Data extracted from a collection
══════════
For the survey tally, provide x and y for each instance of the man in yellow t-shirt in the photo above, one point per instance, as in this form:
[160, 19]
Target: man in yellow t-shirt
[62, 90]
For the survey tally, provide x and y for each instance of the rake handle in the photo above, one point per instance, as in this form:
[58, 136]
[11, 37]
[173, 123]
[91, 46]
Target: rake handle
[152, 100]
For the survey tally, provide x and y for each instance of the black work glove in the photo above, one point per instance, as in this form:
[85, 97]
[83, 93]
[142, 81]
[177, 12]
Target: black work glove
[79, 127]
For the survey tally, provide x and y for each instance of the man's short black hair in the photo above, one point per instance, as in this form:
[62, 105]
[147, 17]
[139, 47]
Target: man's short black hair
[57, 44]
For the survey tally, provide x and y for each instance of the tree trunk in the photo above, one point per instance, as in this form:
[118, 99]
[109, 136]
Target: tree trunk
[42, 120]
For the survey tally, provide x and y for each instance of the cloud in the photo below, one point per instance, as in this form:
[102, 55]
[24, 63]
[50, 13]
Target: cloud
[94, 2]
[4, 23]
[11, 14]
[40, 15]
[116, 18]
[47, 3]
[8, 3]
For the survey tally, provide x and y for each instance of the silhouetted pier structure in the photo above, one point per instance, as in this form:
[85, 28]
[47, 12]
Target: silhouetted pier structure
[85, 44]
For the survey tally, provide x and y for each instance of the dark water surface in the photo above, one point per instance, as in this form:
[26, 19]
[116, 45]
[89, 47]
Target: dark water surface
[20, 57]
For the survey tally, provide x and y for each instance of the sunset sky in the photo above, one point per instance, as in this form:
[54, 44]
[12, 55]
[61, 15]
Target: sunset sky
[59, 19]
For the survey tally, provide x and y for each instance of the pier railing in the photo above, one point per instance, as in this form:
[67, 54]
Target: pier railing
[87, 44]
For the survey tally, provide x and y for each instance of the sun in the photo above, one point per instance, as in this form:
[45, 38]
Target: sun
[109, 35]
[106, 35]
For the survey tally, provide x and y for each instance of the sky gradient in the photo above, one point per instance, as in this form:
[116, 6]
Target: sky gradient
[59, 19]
══════════
# What the task asks:
Scan the data above; copy every line where "photo" appears.

# Exercise solution:
For the survey tally, provide x and y for each instance of the man in yellow t-shirt in the photo above, one point per instance, as in this form:
For the survey tally, provide x and y for each instance of the rake handle in the photo above, one point per instance, as in this form:
For the survey tally, provide x and y for each instance of the black work glove in the photo above, one point per instance, as in this form:
For the survey tally, provide x and y for each instance of the man's short black hair in the photo above, one point per instance, as in this form:
For the survey tally, provide x and y for each instance of the tree trunk in the photo above, one point per instance, as in this form:
For the survey tally, provide x and y for each instance of the cloud in the photo below, one point per instance, as in this form:
For the survey tally, provide x and y for each instance of the silhouetted pier structure in the photo above, one point per instance, as in this form:
For the survey tally, provide x and y for each instance of the dark water surface in the photo above, one point per instance, as in this form:
For the survey tally, provide x and y for each instance of the sunset sky in the photo above, one point per instance, as in this form:
For the survey tally, provide x and y for each instance of the pier railing in the photo above, one point per instance, as in this form:
For the survey tally, provide x and y for each instance of the sun in the photo above, one point per instance, as in this form:
For the survey tally, provide x and y for each instance of the sky gradient in the photo above, one point per instance, as in this form:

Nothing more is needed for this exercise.